**PROVIDED MATERIAL**.
— begin —

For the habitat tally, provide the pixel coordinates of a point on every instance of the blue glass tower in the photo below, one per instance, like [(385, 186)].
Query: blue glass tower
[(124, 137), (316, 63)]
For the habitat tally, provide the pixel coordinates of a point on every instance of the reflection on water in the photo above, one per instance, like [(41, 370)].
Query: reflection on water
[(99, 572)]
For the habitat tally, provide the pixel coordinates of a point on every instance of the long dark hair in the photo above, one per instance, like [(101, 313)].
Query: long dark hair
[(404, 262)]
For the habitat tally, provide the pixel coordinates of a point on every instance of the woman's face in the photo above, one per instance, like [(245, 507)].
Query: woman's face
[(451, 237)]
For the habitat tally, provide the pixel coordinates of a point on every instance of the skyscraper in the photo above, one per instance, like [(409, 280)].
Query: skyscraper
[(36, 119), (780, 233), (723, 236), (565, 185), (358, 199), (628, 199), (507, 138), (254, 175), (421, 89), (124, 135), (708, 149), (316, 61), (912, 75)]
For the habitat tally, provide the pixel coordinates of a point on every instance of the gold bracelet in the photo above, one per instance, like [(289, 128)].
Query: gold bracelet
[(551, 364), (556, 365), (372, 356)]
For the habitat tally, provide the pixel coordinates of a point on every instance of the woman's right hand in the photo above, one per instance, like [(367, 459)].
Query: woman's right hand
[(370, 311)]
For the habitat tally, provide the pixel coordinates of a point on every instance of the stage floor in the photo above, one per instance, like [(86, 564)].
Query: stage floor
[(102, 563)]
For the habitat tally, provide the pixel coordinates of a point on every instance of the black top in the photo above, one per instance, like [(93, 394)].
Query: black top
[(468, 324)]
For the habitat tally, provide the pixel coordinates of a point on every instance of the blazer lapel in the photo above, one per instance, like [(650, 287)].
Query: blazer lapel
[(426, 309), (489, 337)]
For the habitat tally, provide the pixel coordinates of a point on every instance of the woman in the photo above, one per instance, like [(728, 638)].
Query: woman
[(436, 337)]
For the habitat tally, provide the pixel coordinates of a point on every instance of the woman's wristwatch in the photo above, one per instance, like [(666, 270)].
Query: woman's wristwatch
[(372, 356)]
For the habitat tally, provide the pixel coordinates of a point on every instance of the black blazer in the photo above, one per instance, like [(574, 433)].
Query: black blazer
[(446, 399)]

— end —

**YOUR TASK**.
Update the rows above by replacing "habitat tally" with "site survey" wherever it occurs, leaving everything else unchanged.

**SOLUTION TO THIS EXERCISE**.
For the site survey, provide the pixel coordinates of a point on every instance of the blue glass tower in the photo below, one per instance, like [(385, 186)].
Query: blue glass tower
[(124, 137), (316, 63)]
For the site survey, provide the pixel coordinates of a point on every instance of the reflection on water in the photo above, one per instance, like [(41, 370)].
Query: reflection on water
[(99, 572)]
For the site survey, provide the pixel coordinates of a point on every instance of the long dark hair in the photo above, one per instance, like [(101, 313)].
Query: long dark hair
[(404, 262)]
For the site survey, provide the pixel coordinates of a point on every instance of the woman's face in the photo above, one per instance, like [(245, 507)].
Query: woman's face
[(451, 237)]
For the site survey, provide the pixel coordinates of a point on every instance of the skyscraper in the photo above, one per instance, like [(409, 280)].
Query: skyscraper
[(36, 119), (780, 233), (723, 236), (565, 185), (358, 199), (628, 199), (507, 138), (254, 175), (421, 89), (124, 135), (708, 149), (316, 61), (912, 75)]
For the site survey, provide the pixel coordinates of a point on every instance of the gold bracelet in the photo above, one per instance, like [(289, 128)].
Query: gold bracelet
[(551, 364), (556, 365), (372, 356)]
For the site survey, provide the pixel coordinates of a point on every instance of the woman's right hand in the photo above, one per instance, like [(367, 459)].
Query: woman's right hand
[(370, 311)]
For the site survey, provide the pixel coordinates of a point on every instance of the stage floor in the photo above, one per instance, like [(86, 564)].
Query: stage floor
[(102, 563)]
For the site survey, provide the pixel coordinates of a point on every instance of the black top in the photo above, one per instance, like [(93, 394)].
Query: black top
[(468, 324)]
For the site survey, provide the pixel coordinates of a point on every instance of the blazer lapel in the photo above, one per instance, like [(650, 287)].
Query: blazer lapel
[(426, 309), (489, 337)]
For the site survey, provide the pixel coordinates of a point on every instance of the woman in the photo above, one per instance, like [(728, 638)].
Query: woman
[(436, 337)]
For the site survey, provide the pixel coordinates of a point on every instance of the woman's wristwatch in the photo above, one per instance, like [(666, 270)].
Query: woman's wristwatch
[(372, 356)]
For the site survey, provide the pixel coordinates of a point on every instance of the black blazer in the photo above, one per instance, like [(574, 433)].
Query: black blazer
[(446, 399)]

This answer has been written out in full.